> **SOURCE DOCUMENT**
== == ==

On 28.01.2011, at 10:33, Fabien Potencier wrote:

> During the weekly Symfony meeting yesterday, we talked about third-party 
> dependencies in the framework in general, and more specifically in 
> components. No consensus was found, and so we decided to not decide anything. 
> After this meeting, Johannes, Bernhard, and myself exchanged some emails on 
> the topic. Why the three of us? Because Johannes manages the security 
> component (and it has a dependency on Doctrine DBAL for ACL), and Bernhard 
> manages the form/validator components (and they have an optional dependency 
> on Doctrine). As the developers in charge of the maintenance of these 
> components, we have of course a rather strong opinion on how things need to 
> be done.
> 
> As we don't believe that we can make everyone happy, here is what we think is 
> the best for the project:
> 
> The Component sub-namespace hosts libraries that can be used standalone. They 
> *must* not have any mandatory externals dependencies (they can however have 
> limited mandatory dependencies on other Symfony2 components -- like Form and 
> Validator for instance).

== == ==

> **Data records**
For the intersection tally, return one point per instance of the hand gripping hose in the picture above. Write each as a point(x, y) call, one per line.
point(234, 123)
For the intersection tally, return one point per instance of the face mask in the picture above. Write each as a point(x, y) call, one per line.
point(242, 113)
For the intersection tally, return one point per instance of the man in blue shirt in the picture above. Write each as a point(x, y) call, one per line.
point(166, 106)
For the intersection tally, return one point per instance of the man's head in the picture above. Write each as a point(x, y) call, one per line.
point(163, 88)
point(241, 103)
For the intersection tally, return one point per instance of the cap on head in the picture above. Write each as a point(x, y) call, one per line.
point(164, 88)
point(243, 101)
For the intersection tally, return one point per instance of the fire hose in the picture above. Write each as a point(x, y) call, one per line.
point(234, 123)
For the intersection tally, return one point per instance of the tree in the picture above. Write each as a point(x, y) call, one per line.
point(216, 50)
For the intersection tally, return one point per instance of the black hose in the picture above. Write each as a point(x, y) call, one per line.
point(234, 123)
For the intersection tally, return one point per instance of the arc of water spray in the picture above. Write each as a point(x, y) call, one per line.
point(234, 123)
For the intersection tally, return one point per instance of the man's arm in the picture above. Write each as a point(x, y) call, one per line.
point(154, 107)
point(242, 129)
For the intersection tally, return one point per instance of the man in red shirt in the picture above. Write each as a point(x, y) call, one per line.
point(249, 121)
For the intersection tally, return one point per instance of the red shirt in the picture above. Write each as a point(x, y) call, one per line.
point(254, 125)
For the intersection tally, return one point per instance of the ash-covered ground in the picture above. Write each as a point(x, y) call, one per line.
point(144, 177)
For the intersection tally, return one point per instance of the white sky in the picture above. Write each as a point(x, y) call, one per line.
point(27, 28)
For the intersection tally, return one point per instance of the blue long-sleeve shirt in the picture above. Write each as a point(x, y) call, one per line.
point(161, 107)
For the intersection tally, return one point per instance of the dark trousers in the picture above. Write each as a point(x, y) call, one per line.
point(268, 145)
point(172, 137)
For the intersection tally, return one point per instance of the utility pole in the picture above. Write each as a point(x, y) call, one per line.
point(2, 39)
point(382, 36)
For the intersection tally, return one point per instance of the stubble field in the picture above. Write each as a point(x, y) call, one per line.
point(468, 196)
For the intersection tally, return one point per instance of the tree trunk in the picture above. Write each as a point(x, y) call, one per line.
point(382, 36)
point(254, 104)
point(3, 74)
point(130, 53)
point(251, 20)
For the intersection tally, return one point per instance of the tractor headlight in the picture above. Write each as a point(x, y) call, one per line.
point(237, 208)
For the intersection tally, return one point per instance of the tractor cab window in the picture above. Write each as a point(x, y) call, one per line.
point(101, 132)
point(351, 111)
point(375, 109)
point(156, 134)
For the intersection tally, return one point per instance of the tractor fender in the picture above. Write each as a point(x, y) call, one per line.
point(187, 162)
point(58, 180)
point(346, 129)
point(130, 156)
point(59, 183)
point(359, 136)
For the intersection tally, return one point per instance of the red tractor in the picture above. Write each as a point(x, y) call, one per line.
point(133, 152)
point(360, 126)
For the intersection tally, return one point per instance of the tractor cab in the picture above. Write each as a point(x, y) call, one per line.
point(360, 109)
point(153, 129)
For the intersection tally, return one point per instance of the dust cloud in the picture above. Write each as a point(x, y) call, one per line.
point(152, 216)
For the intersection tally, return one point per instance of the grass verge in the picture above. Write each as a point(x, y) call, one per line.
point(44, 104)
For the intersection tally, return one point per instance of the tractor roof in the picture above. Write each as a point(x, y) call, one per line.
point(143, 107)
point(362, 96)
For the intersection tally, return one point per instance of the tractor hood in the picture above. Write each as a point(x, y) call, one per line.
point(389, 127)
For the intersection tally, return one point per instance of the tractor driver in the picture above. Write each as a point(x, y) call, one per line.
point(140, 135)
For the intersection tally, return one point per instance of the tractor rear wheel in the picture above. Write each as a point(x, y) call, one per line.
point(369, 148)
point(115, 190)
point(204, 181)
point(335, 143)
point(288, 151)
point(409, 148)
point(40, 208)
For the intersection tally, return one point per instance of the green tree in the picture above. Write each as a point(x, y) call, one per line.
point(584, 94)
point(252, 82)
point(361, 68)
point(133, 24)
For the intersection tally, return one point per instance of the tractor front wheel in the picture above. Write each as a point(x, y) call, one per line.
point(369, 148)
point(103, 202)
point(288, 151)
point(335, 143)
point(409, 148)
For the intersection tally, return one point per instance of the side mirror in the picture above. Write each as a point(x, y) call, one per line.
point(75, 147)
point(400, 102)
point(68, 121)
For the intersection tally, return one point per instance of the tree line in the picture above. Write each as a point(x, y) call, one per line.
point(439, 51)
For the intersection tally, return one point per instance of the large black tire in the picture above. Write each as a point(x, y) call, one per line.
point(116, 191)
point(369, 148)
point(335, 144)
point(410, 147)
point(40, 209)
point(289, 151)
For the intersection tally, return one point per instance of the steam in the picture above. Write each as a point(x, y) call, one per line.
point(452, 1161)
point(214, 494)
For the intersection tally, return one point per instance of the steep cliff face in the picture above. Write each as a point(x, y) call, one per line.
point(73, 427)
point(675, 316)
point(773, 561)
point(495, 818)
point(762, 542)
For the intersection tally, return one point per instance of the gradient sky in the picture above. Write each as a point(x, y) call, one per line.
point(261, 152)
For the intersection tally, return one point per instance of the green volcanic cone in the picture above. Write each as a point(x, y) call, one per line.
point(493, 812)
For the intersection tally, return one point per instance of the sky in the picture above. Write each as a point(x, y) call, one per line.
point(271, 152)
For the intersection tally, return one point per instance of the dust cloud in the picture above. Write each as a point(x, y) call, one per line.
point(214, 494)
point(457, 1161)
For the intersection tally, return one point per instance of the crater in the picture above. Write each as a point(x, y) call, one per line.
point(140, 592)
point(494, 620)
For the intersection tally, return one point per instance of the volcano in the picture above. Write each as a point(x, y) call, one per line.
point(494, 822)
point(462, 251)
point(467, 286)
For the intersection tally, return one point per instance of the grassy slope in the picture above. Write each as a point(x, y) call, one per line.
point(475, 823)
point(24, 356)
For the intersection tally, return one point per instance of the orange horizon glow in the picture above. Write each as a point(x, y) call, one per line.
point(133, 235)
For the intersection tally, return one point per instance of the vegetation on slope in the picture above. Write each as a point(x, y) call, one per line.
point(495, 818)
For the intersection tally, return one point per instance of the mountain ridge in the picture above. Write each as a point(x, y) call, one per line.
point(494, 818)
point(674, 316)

== == ==

> **REQUIRED ACTIONS**
A. In the email, which component does Johannes manage?
B. Switch "weekly" to "monthly" in the email and write out everything from "On 28.01.2011, at" down to "not decide anything.".

> **ANSWERS**
A. Johannes manages the security component.

B.
On 28.01.2011, at 10:33, Fabien Potencier wrote:

> During the monthly Symfony meeting yesterday, we talked about third-party 
> dependencies in the framework in general, and more specifically in 
> components. No consensus was found, and so we decided to not decide anything.